- Task to complete
Copy out each line of the entries below in which the string "ceramic" appears.

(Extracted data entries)
----

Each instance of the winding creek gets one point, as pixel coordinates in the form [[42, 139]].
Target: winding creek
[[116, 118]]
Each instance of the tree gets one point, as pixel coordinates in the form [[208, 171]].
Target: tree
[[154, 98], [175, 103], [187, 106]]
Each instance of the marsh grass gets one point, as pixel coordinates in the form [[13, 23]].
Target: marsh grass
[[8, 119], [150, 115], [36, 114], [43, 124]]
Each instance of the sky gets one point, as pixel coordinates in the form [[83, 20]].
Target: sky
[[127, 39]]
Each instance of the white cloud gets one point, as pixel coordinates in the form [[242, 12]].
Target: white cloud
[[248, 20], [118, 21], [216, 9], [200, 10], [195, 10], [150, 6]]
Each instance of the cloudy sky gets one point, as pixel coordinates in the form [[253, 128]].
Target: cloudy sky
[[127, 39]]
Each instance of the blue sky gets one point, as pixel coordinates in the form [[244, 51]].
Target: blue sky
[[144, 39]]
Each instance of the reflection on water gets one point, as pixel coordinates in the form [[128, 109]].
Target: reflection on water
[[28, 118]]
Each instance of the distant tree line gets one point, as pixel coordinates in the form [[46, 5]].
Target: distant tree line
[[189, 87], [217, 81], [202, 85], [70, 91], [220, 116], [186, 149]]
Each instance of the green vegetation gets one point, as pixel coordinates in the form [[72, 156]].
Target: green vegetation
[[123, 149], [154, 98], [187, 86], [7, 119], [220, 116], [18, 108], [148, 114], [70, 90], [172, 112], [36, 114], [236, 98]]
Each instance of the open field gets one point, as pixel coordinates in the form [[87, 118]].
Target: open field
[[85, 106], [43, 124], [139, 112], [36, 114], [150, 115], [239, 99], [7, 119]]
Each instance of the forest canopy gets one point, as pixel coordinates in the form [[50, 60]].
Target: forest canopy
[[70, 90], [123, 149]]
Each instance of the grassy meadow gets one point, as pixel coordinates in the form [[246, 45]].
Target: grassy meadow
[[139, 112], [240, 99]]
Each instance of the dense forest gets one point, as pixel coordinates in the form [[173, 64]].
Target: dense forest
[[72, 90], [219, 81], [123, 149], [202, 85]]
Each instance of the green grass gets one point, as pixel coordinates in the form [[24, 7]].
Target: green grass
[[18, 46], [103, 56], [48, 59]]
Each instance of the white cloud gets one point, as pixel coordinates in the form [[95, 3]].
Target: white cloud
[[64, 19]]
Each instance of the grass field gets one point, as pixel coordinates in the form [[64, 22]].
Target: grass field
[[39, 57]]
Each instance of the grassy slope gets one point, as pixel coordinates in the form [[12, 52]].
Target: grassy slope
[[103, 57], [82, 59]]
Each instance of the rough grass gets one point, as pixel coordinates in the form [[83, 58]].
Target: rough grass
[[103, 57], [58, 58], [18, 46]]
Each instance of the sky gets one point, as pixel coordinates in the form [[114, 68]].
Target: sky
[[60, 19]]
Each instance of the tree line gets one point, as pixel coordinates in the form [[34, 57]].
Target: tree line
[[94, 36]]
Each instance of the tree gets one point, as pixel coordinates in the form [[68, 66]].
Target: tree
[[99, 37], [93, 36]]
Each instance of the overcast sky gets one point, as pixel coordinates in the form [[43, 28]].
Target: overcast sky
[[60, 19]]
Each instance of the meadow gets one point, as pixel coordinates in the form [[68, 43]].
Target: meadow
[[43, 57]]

----

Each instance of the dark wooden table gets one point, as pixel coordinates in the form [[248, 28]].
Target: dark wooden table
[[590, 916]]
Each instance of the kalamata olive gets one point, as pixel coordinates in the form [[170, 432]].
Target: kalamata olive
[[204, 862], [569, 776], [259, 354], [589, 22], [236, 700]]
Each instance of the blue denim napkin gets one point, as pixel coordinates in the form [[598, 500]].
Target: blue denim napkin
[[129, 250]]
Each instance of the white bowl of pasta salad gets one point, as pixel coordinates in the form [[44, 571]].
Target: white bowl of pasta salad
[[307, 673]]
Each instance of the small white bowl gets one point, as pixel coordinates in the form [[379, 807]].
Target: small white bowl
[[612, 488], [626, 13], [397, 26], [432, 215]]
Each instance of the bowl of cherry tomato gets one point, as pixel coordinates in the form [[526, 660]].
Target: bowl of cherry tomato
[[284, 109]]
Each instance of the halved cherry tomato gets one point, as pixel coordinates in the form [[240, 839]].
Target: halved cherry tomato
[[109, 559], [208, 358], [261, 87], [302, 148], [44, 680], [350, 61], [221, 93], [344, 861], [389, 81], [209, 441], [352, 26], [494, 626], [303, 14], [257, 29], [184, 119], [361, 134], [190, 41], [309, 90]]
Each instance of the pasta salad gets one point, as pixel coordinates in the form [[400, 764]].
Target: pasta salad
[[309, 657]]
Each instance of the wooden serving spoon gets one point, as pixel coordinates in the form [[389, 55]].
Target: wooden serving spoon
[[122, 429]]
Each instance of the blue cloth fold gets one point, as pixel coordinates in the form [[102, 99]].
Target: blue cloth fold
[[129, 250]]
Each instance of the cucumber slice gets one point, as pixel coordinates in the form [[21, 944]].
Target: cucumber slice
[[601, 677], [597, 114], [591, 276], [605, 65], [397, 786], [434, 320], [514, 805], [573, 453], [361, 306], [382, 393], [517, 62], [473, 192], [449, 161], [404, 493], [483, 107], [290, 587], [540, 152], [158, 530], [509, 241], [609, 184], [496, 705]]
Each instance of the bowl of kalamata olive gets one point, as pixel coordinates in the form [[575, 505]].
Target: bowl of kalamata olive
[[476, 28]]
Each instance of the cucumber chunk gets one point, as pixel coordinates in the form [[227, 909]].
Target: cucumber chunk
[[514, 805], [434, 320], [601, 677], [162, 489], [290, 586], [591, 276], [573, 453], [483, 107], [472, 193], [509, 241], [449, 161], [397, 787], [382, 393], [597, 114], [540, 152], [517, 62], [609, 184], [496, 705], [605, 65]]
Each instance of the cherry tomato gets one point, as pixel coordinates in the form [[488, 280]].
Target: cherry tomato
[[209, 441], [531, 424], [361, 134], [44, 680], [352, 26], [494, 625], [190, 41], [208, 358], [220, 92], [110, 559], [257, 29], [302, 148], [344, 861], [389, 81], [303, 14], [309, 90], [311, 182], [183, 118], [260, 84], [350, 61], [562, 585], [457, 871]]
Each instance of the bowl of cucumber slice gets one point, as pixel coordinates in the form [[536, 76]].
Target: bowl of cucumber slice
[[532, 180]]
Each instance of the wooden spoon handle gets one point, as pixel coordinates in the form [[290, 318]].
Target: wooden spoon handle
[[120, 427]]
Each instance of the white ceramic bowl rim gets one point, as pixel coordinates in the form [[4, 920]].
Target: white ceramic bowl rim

----

- Exercise answer
Each instance of the white ceramic bowl rim gets one point, as pixel coordinates in the form [[4, 920]].
Target: white ceramic bowl rim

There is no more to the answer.